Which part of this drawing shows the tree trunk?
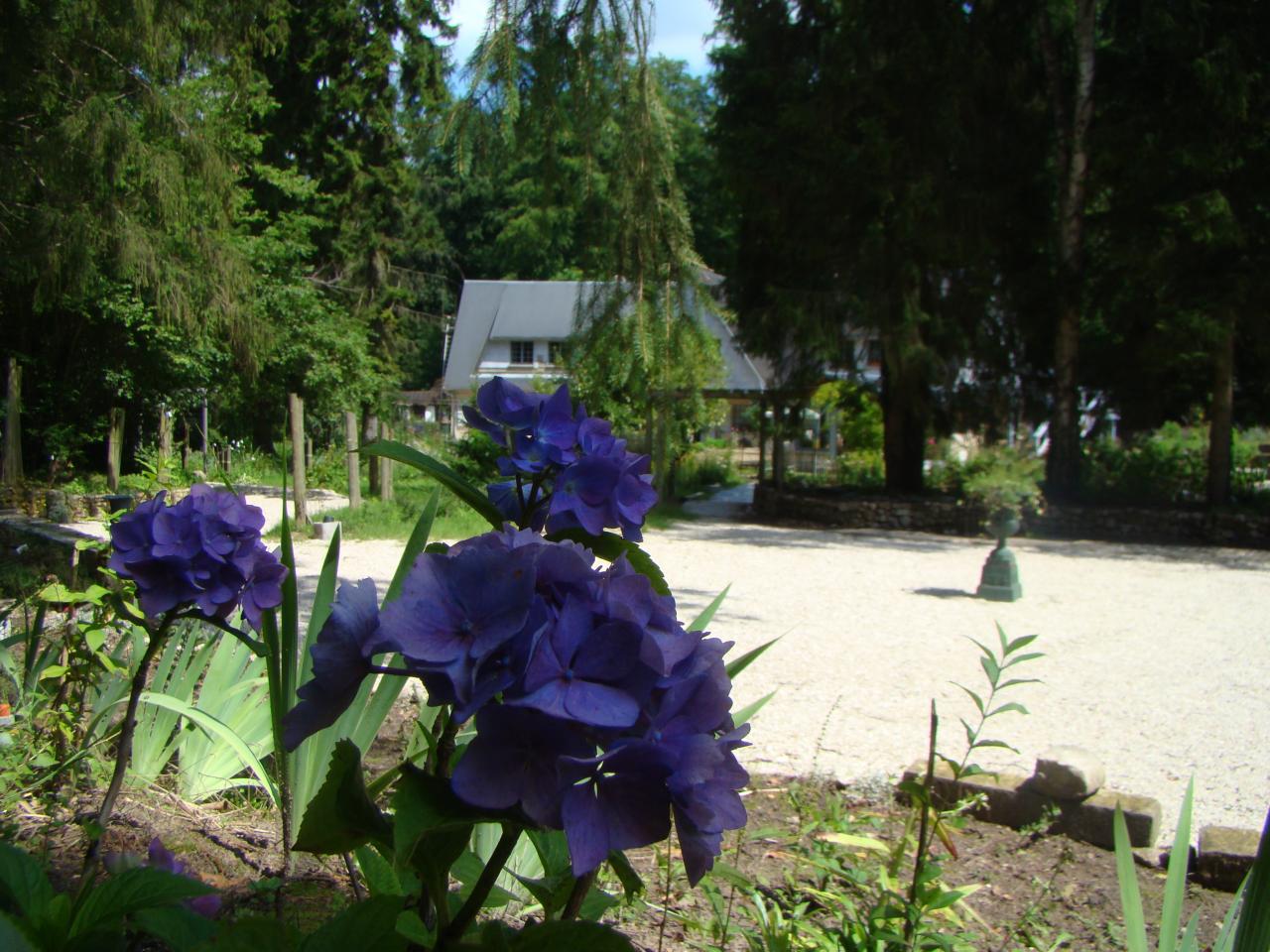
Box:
[287,394,309,530]
[105,407,123,493]
[362,410,381,498]
[758,400,767,485]
[881,314,927,493]
[378,422,393,502]
[199,394,210,477]
[159,407,172,458]
[1207,322,1234,507]
[4,357,23,486]
[1039,0,1097,499]
[344,410,362,509]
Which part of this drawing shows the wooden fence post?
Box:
[105,407,123,493]
[344,410,362,509]
[287,394,309,530]
[380,422,393,502]
[4,357,22,486]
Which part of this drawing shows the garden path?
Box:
[298,489,1270,843]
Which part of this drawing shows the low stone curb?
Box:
[902,761,1261,892]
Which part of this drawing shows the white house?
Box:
[442,281,767,403]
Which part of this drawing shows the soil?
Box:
[9,776,1230,952]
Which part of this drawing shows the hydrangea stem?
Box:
[437,824,521,952]
[83,612,177,876]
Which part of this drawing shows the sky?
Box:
[449,0,715,76]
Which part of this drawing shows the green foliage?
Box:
[1082,422,1265,505]
[0,843,213,952]
[961,447,1044,516]
[1114,779,1270,952]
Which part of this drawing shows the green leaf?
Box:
[140,690,280,803]
[201,915,298,952]
[0,912,40,952]
[979,654,1001,685]
[957,684,984,715]
[1234,810,1270,952]
[1112,803,1147,952]
[1160,776,1195,952]
[396,908,437,948]
[384,489,441,606]
[359,439,507,530]
[69,866,216,938]
[727,638,780,680]
[393,766,490,880]
[1001,652,1045,670]
[294,740,393,853]
[731,690,776,725]
[353,845,405,896]
[608,849,644,900]
[1002,635,1036,654]
[0,843,54,919]
[132,905,216,952]
[300,896,407,952]
[689,584,731,631]
[984,701,1028,717]
[548,530,671,595]
[509,921,635,952]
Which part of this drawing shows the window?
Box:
[512,340,534,363]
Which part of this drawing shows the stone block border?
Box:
[754,485,1270,548]
[902,761,1261,892]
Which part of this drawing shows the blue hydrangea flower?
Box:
[108,485,286,626]
[463,377,657,542]
[282,579,380,750]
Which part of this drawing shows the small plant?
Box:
[1115,779,1270,952]
[961,448,1042,517]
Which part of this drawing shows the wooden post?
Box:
[159,407,172,457]
[380,422,393,502]
[758,400,767,484]
[362,413,384,496]
[344,410,362,509]
[105,407,123,493]
[287,394,309,530]
[198,394,210,475]
[4,357,22,486]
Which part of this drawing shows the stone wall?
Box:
[754,486,1270,548]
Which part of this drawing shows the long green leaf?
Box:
[1234,810,1270,952]
[1112,805,1147,952]
[1160,776,1195,952]
[689,584,731,631]
[727,638,780,680]
[141,690,280,803]
[548,530,671,595]
[361,439,507,530]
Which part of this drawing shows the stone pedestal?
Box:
[975,539,1024,602]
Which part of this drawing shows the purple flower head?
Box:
[508,595,643,727]
[109,485,286,626]
[375,545,543,706]
[283,579,380,750]
[453,704,595,829]
[146,837,221,919]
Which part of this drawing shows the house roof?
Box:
[444,281,767,394]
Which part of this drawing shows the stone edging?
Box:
[902,761,1261,892]
[754,485,1270,548]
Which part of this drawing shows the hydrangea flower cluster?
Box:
[463,377,657,542]
[108,484,287,629]
[286,527,748,884]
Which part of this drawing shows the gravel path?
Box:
[288,487,1270,843]
[76,488,1270,843]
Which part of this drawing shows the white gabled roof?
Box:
[444,281,766,393]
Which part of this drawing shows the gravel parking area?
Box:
[288,487,1270,842]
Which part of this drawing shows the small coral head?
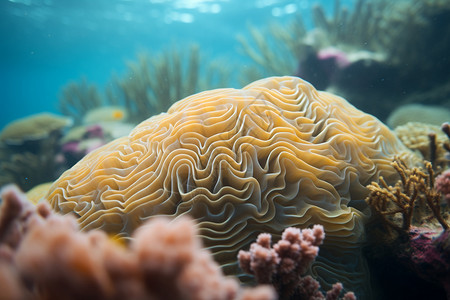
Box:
[112,109,125,121]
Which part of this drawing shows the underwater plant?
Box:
[238,0,450,119]
[59,45,229,124]
[0,113,72,191]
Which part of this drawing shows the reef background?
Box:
[0,0,351,128]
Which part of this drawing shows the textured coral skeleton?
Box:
[46,76,412,296]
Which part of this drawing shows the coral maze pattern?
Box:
[47,77,410,291]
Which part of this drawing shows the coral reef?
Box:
[0,186,275,300]
[0,113,72,190]
[46,77,412,292]
[239,0,450,119]
[59,45,229,125]
[366,158,449,231]
[394,122,449,169]
[58,77,104,124]
[238,225,356,300]
[59,120,134,169]
[366,159,450,299]
[0,113,72,146]
[434,170,450,206]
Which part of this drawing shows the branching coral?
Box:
[238,0,388,84]
[434,170,450,207]
[239,0,450,119]
[366,159,450,299]
[59,45,229,124]
[0,186,275,300]
[47,77,411,292]
[366,158,449,231]
[0,113,71,190]
[238,225,356,300]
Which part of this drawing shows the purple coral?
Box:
[238,225,356,300]
[434,169,450,206]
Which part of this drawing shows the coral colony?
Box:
[0,0,450,300]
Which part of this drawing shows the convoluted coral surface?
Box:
[47,77,409,291]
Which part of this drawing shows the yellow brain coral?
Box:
[47,77,409,296]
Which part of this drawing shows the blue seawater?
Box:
[0,0,352,128]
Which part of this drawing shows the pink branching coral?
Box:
[434,169,450,206]
[0,186,275,300]
[238,225,356,300]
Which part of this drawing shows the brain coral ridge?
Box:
[47,77,410,296]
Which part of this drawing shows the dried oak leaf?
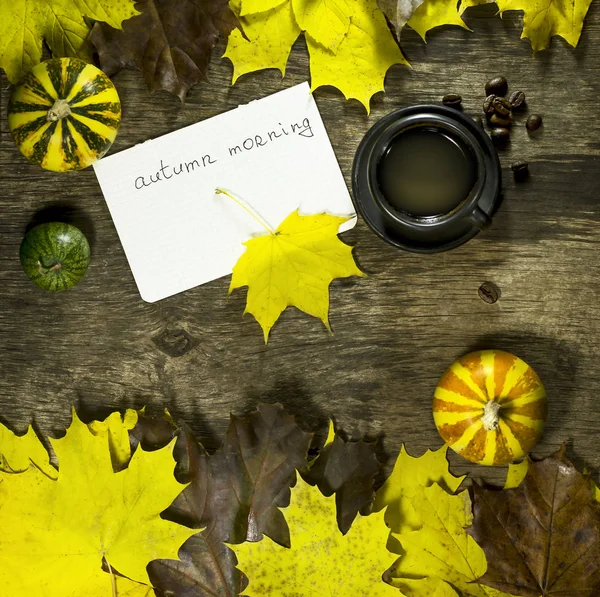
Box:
[470,448,600,597]
[149,404,312,597]
[390,483,510,597]
[0,0,137,83]
[89,0,238,101]
[304,425,379,534]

YOUR INSTRUCTIONS – Copy out all the records above with each "drawing" changed to "image" and nothing else altered. Leave out the pictures.

RESULT BELOW –
Which part of this image shows the tree trunk?
Box:
[287,394,309,530]
[105,407,123,493]
[362,410,381,498]
[758,400,767,485]
[881,314,927,493]
[378,422,393,502]
[199,394,210,477]
[159,407,172,458]
[1207,322,1234,507]
[4,357,23,486]
[1039,0,1097,499]
[344,410,362,509]
Which part of this image shows the wooden fence post?
Box:
[105,407,123,493]
[344,410,362,509]
[287,394,309,530]
[380,422,393,502]
[4,357,22,486]
Which part of this image shows the garden path?
Box:
[298,489,1270,843]
Which part of this image shows the low stone curb?
Box:
[902,761,1261,892]
Which part of this image shows the white house?
Box:
[442,281,767,403]
Which part of this image shows the soil?
Box:
[9,776,1230,952]
Which part of this image shows the hydrangea stem?
Box:
[437,824,521,952]
[83,612,177,876]
Which part of this image shows the sky?
Box:
[449,0,715,76]
Which part of this image shows the green foliage?
Box:
[1082,422,1265,505]
[0,843,213,952]
[961,447,1044,516]
[1114,779,1270,952]
Which part of this image shows the green leaf?
Box:
[140,690,280,803]
[201,915,298,952]
[0,912,40,952]
[979,654,1001,685]
[957,684,984,715]
[1234,810,1270,952]
[1112,803,1147,952]
[1160,776,1195,952]
[396,908,437,948]
[384,489,441,606]
[359,439,507,530]
[69,866,216,938]
[727,638,780,680]
[393,766,490,880]
[1001,652,1045,670]
[294,740,393,853]
[731,690,776,725]
[353,845,405,896]
[608,849,644,900]
[1002,635,1036,654]
[0,843,54,919]
[132,905,216,952]
[300,896,407,952]
[689,584,731,631]
[984,701,1028,717]
[548,530,671,595]
[509,921,635,952]
Which part of this image shows the window?
Box:
[512,340,534,363]
Which part of this image shows the stone block border?
Box:
[754,485,1270,548]
[902,761,1261,892]
Which part of this image shows the blue hydrangea flower?
Box:
[108,485,286,626]
[463,377,657,542]
[282,579,380,750]
Which part of this image shows the small plant?
Box:
[1115,779,1270,952]
[961,448,1042,517]
Which part of this image shows the wooden post?
Box:
[159,407,172,457]
[380,422,393,502]
[758,400,767,484]
[362,413,384,496]
[344,410,362,509]
[105,407,123,493]
[287,394,309,530]
[198,394,210,475]
[4,357,22,486]
Which part of this image shows the stone wall?
Box:
[754,486,1270,548]
Which part of this image shows the long green leaf?
Box:
[1234,810,1270,952]
[1112,805,1147,952]
[1160,776,1195,952]
[689,584,731,631]
[727,638,780,680]
[141,690,280,803]
[548,530,671,595]
[361,439,507,530]
Which part of this image shows the stone pedestal?
Box:
[975,539,1024,602]
Which part of this image shows the purple flower head?
Box:
[508,595,643,727]
[109,485,286,626]
[375,545,543,706]
[283,579,380,750]
[453,704,595,829]
[146,837,221,919]
Which part of this image shows the house roof?
Box:
[444,281,767,394]
Which part of this image shows the stone edging?
Box:
[902,761,1261,892]
[754,485,1270,548]
Which part of this image shows the hydrangea flower cluster?
Box:
[463,377,657,542]
[108,484,287,629]
[286,527,748,884]
Which part of this image shows the gravel path?
Box:
[288,487,1270,843]
[76,488,1270,843]
Which part of this image shows the white gabled roof?
Box:
[444,281,766,393]
Which part of this image shows the gravel parking area?
Box:
[288,487,1270,842]
Which part of this image shows the small coral head?
Box:
[112,109,125,121]
Which part of this image shows the underwater plant?
Box:
[238,0,450,119]
[59,45,229,124]
[0,113,72,191]
Which part of this image shows the reef background?
Box:
[0,0,351,128]
Which part of this image shows the textured coral skeleton?
Box:
[46,76,412,296]
Which part of this image shows the coral maze pattern?
Box:
[47,77,410,291]
Which part of this image shows the coral reef?
Box:
[0,186,275,300]
[0,113,72,190]
[46,77,412,292]
[239,0,450,119]
[59,45,229,125]
[366,158,449,231]
[394,122,449,169]
[58,77,104,124]
[238,225,356,300]
[59,120,134,169]
[366,159,450,299]
[0,113,72,146]
[434,170,450,206]
Which part of this image shows the branching coral?
Box:
[238,0,388,84]
[434,170,450,207]
[239,0,450,119]
[366,159,450,299]
[59,45,229,124]
[0,186,275,300]
[47,77,411,292]
[366,158,449,231]
[0,113,71,190]
[238,225,356,300]
Which part of this image shows the purple coral?
Box:
[238,225,356,300]
[434,169,450,206]
Which part of this image shows the coral colony?
Box:
[0,0,450,300]
Which part of this image shows the convoluted coral surface?
Box:
[47,77,409,291]
Which part of this image shows the yellow brain coral?
Box:
[47,77,409,296]
Which part of this image shows the blue seawater?
Box:
[0,0,352,128]
Which part of this image shows the pink branching coral?
Box:
[434,169,450,206]
[0,186,275,300]
[238,225,356,300]
Which part of this image shows the brain coral ridge?
Box:
[47,77,410,296]
Which part of this image shows the dried oak leaf?
Box:
[470,448,600,597]
[149,404,312,597]
[390,483,510,597]
[0,0,137,83]
[89,0,238,101]
[304,425,379,534]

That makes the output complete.